Exercise aim »
Reproduce every entry below word for word, changing nothing.

-.-.-

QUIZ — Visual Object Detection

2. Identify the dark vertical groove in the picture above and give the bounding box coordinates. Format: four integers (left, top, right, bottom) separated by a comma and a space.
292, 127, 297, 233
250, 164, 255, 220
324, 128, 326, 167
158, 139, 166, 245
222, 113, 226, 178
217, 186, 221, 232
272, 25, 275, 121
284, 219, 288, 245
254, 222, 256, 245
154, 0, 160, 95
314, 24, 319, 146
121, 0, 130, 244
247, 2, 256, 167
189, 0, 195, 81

-.-.-

Exercise solution »
QUIZ — Visual Object Detection

2. Identify the dark vertical groove in the picture above and give the bounding box coordinates. Format: four integers (left, top, right, bottom) separated by a comma and a space.
292, 127, 297, 233
250, 164, 255, 220
324, 128, 326, 167
158, 139, 166, 245
222, 113, 226, 178
217, 186, 221, 232
272, 25, 275, 121
284, 219, 288, 245
254, 222, 256, 245
154, 0, 160, 95
314, 24, 319, 146
121, 0, 130, 244
247, 2, 256, 167
189, 0, 195, 81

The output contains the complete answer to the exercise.